- What this task involves -
Can you rewrite the stretch from the line containing "Find the beige" through the end of the records, changing "beige house" to "tan house" and leaving everything else unchanged?

- Supplied entries -

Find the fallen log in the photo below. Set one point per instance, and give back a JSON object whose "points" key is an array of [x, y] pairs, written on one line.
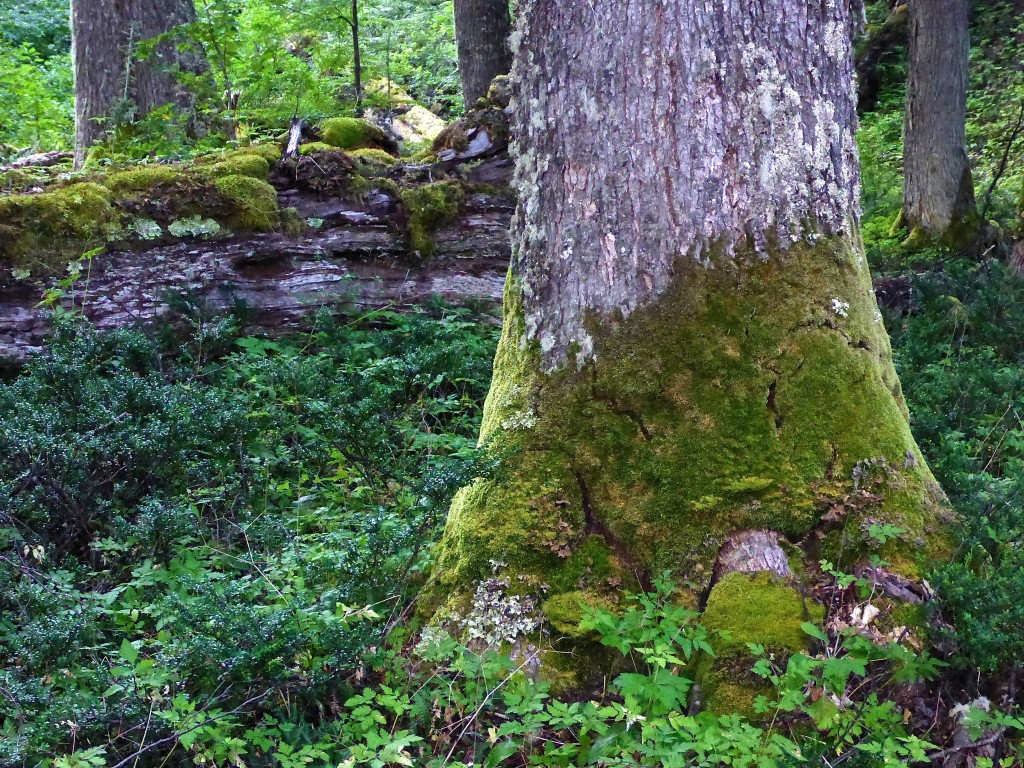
{"points": [[39, 160], [356, 260]]}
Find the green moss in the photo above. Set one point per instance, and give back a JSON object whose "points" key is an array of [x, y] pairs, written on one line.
{"points": [[758, 608], [252, 165], [270, 153], [48, 228], [430, 207], [376, 156], [743, 398], [564, 612], [744, 608], [351, 133], [96, 155], [253, 204], [141, 179], [313, 146]]}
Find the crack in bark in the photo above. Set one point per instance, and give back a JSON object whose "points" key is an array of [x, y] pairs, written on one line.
{"points": [[612, 402], [773, 406], [595, 527]]}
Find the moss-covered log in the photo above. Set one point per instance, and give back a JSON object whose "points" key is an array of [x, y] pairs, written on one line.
{"points": [[349, 231], [691, 345]]}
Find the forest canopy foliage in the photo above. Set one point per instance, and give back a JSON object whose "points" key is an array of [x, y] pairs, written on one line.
{"points": [[213, 545]]}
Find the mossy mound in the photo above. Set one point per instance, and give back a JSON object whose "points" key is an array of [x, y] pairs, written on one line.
{"points": [[749, 609], [312, 147], [330, 173], [375, 156], [352, 133], [140, 179], [754, 394], [45, 230], [430, 207], [254, 166], [270, 153], [489, 114], [252, 203]]}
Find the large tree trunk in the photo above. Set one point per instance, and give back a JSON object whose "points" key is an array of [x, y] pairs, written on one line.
{"points": [[938, 190], [691, 348], [105, 37], [482, 29]]}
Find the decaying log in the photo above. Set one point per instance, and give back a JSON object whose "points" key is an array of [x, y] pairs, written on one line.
{"points": [[39, 160], [357, 259]]}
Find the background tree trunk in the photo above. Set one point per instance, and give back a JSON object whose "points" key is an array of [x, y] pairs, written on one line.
{"points": [[938, 190], [691, 346], [105, 36], [482, 29]]}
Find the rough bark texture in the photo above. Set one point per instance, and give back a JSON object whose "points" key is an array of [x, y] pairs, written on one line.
{"points": [[691, 345], [938, 190], [681, 130], [359, 258], [105, 35], [482, 29]]}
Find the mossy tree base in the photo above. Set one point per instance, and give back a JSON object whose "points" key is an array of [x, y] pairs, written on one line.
{"points": [[756, 393]]}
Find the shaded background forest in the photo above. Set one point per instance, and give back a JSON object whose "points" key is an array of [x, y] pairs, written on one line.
{"points": [[216, 540]]}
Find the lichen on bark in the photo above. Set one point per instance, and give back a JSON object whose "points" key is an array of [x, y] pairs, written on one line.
{"points": [[745, 397]]}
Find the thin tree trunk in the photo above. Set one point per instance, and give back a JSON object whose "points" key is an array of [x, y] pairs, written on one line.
{"points": [[482, 29], [938, 190], [691, 350], [105, 37], [356, 54]]}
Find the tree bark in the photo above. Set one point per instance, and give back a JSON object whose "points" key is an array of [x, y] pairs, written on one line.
{"points": [[105, 36], [691, 346], [482, 29], [938, 189]]}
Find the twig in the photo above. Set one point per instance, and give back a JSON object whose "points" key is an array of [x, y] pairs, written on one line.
{"points": [[1003, 162], [987, 741]]}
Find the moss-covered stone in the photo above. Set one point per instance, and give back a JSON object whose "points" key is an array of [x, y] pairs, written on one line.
{"points": [[565, 611], [742, 609], [43, 230], [375, 155], [351, 133], [270, 153], [312, 147], [141, 179], [751, 395], [253, 204], [252, 165], [46, 229], [430, 207]]}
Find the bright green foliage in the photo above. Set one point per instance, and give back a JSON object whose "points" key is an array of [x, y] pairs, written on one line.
{"points": [[962, 358], [645, 716], [430, 207], [195, 525], [749, 609], [351, 133]]}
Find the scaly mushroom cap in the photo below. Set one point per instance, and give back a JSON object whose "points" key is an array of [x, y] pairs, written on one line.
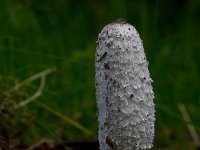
{"points": [[123, 89]]}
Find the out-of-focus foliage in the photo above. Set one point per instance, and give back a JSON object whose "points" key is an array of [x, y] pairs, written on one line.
{"points": [[37, 35]]}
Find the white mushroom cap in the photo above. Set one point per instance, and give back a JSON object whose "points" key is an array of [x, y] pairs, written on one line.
{"points": [[123, 90]]}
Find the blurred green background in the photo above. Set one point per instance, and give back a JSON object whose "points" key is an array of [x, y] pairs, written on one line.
{"points": [[37, 35]]}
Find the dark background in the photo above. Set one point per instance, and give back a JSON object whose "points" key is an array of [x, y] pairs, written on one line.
{"points": [[37, 35]]}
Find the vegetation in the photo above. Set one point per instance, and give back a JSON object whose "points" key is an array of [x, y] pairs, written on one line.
{"points": [[40, 35]]}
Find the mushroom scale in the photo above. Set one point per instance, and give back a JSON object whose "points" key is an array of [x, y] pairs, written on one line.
{"points": [[123, 90]]}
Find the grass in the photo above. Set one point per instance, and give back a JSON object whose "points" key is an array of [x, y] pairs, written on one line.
{"points": [[37, 35]]}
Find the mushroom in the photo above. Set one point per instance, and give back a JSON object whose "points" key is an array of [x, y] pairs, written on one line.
{"points": [[123, 89]]}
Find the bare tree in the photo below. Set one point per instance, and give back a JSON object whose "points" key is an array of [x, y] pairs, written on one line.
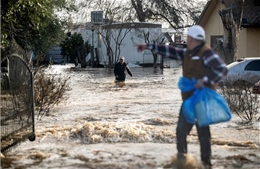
{"points": [[231, 18], [179, 14], [113, 40], [151, 38]]}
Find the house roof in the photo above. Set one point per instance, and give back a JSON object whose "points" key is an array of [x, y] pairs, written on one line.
{"points": [[251, 13]]}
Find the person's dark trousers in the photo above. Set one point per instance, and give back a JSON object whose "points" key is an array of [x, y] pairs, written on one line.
{"points": [[183, 129]]}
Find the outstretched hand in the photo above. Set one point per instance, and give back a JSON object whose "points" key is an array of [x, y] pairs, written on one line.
{"points": [[140, 47]]}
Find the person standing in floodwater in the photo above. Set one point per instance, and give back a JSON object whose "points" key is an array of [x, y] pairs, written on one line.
{"points": [[201, 63], [120, 70]]}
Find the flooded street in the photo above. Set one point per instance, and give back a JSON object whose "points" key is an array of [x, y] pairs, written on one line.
{"points": [[106, 126]]}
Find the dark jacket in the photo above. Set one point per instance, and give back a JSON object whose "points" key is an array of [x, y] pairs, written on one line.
{"points": [[119, 71]]}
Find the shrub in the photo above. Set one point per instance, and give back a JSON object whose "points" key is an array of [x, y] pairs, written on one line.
{"points": [[242, 101], [49, 90]]}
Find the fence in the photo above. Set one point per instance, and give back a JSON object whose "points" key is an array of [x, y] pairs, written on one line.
{"points": [[17, 103]]}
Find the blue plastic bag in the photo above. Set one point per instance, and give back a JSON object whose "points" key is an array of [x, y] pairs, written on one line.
{"points": [[210, 107], [188, 109], [205, 106]]}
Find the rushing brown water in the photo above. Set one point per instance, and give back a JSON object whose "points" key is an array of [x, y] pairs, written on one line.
{"points": [[104, 125]]}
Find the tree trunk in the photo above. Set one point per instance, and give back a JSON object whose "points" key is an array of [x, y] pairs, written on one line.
{"points": [[231, 19]]}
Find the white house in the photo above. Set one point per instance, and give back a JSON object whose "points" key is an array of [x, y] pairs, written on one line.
{"points": [[123, 38]]}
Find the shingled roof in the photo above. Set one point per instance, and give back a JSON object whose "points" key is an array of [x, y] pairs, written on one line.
{"points": [[251, 14]]}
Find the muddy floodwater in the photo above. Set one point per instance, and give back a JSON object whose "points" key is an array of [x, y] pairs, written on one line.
{"points": [[132, 126]]}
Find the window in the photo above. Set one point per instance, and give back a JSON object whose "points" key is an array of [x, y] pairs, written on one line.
{"points": [[253, 65]]}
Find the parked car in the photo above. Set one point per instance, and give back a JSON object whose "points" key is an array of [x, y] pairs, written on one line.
{"points": [[256, 88], [243, 71]]}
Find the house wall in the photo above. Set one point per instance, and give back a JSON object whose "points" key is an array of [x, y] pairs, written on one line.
{"points": [[249, 38], [253, 42], [127, 47]]}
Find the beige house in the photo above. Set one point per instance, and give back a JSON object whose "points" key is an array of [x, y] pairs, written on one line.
{"points": [[249, 37]]}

- Finished exercise -
Find the tan house in the photo above. Set one point per instance, and give back a JSON object whose "points" key is an array of [x, y] pairs, written on one line.
{"points": [[249, 37]]}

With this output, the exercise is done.